▸ Task item
From the line that includes "Point to the grass" to the closing line of the data, please transcribe every line exactly and add nothing.

··· Record extracts ···

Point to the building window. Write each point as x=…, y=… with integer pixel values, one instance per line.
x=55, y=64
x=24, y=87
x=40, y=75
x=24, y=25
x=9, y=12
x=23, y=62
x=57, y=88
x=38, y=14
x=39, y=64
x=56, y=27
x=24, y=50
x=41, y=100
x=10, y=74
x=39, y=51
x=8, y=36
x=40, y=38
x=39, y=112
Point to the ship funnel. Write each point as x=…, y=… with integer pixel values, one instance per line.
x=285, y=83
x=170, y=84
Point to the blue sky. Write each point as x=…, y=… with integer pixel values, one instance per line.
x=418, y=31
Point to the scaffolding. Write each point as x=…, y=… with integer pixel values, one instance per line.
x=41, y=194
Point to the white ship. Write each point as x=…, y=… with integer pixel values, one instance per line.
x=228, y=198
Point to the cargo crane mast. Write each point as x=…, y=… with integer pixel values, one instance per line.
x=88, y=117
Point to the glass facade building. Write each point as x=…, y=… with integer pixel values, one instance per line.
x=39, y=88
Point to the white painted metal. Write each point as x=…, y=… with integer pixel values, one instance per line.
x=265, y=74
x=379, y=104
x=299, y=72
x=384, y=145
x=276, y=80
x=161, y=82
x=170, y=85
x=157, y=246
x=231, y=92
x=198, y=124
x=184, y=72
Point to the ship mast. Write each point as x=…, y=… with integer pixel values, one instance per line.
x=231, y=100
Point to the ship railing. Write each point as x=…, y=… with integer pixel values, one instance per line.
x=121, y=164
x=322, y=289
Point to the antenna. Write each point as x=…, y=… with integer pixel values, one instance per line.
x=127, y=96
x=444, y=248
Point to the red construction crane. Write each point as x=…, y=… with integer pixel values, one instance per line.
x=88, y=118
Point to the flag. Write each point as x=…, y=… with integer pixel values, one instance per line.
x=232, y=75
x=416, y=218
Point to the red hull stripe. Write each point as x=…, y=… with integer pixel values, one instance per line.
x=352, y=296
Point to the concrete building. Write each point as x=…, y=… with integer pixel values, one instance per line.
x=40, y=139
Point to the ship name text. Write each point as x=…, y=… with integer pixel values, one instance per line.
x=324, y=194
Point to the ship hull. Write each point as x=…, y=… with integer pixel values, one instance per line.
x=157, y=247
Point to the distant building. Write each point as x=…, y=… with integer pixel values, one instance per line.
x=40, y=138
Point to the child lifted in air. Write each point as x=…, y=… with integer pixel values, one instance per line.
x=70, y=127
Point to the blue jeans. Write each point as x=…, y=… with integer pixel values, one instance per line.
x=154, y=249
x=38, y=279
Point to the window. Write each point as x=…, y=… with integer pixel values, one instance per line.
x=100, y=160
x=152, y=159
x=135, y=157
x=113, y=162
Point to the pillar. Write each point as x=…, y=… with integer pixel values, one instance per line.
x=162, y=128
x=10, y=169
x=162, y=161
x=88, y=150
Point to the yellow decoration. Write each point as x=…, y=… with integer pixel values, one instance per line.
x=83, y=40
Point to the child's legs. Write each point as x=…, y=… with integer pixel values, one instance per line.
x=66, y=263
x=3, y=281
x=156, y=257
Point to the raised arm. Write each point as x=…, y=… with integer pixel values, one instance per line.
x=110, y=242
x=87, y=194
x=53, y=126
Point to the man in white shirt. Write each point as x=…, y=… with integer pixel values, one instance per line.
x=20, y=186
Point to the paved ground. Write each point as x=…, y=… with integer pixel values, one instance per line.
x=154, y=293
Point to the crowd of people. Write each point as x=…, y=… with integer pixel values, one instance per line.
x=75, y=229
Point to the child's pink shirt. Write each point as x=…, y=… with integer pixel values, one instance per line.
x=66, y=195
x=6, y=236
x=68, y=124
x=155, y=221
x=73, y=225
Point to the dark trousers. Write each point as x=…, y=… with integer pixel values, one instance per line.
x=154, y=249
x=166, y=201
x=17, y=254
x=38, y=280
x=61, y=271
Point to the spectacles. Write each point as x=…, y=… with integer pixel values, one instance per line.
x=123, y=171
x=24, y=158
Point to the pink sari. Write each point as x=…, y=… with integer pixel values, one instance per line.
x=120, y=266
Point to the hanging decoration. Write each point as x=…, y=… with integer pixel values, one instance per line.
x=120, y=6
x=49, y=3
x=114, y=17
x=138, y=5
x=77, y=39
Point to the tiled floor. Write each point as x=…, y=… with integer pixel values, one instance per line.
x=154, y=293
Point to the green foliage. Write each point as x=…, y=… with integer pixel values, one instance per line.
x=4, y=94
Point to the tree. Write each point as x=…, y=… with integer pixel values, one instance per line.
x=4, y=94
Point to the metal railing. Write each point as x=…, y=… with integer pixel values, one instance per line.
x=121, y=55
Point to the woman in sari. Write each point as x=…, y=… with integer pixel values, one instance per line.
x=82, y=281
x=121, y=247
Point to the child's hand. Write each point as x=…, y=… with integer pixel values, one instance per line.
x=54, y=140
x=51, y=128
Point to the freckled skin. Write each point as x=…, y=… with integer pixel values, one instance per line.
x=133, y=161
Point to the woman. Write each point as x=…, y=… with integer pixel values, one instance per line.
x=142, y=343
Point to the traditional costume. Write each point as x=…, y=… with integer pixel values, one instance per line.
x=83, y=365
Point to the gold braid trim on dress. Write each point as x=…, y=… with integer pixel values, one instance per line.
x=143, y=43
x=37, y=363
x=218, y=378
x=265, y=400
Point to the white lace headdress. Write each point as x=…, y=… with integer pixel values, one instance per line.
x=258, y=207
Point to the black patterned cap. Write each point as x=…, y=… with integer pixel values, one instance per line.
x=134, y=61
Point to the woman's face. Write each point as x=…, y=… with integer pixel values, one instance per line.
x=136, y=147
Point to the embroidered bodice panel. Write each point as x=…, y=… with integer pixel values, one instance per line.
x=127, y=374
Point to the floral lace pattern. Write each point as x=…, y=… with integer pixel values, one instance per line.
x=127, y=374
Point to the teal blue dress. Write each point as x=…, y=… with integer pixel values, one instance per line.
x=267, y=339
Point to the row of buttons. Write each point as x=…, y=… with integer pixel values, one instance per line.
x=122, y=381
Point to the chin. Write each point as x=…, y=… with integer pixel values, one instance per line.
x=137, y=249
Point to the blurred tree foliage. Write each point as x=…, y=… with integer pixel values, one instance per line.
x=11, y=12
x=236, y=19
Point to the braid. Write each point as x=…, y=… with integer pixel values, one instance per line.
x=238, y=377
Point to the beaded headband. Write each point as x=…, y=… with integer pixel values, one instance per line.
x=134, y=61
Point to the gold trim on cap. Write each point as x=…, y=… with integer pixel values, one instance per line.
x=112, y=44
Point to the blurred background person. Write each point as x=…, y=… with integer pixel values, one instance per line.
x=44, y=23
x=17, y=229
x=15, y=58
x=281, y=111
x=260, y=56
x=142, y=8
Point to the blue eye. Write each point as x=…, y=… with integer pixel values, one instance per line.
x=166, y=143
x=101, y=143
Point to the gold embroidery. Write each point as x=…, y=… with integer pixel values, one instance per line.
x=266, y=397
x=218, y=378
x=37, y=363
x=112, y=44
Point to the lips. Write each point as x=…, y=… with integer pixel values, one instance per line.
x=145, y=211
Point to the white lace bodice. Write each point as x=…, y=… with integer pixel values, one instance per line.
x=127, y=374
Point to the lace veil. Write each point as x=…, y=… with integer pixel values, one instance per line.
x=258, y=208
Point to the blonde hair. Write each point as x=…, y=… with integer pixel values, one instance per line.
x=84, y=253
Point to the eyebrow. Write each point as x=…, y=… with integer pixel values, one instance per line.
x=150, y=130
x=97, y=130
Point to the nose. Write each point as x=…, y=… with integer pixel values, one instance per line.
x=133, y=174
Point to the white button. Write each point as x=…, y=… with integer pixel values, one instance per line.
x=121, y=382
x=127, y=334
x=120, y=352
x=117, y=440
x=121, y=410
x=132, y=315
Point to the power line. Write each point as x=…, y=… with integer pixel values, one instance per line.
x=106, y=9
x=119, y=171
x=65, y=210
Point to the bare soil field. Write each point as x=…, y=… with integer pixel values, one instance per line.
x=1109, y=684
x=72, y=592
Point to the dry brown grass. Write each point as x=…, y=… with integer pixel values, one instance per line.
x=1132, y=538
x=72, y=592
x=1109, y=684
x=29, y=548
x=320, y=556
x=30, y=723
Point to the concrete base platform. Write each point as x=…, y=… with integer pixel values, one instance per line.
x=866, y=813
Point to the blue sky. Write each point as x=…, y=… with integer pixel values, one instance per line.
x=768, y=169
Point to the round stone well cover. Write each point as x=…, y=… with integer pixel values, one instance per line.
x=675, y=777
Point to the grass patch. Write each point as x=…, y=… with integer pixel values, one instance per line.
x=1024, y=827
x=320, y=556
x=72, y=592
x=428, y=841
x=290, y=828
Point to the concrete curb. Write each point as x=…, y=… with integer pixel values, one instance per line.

···

▸ Exercise solution
Point to the grass patch. Write each point as x=…, y=… with integer pixel values, one instance per line.
x=1024, y=827
x=320, y=556
x=72, y=592
x=428, y=841
x=290, y=828
Point to the concrete curb. Write each point as x=…, y=… with integer pixel values, one instance per line.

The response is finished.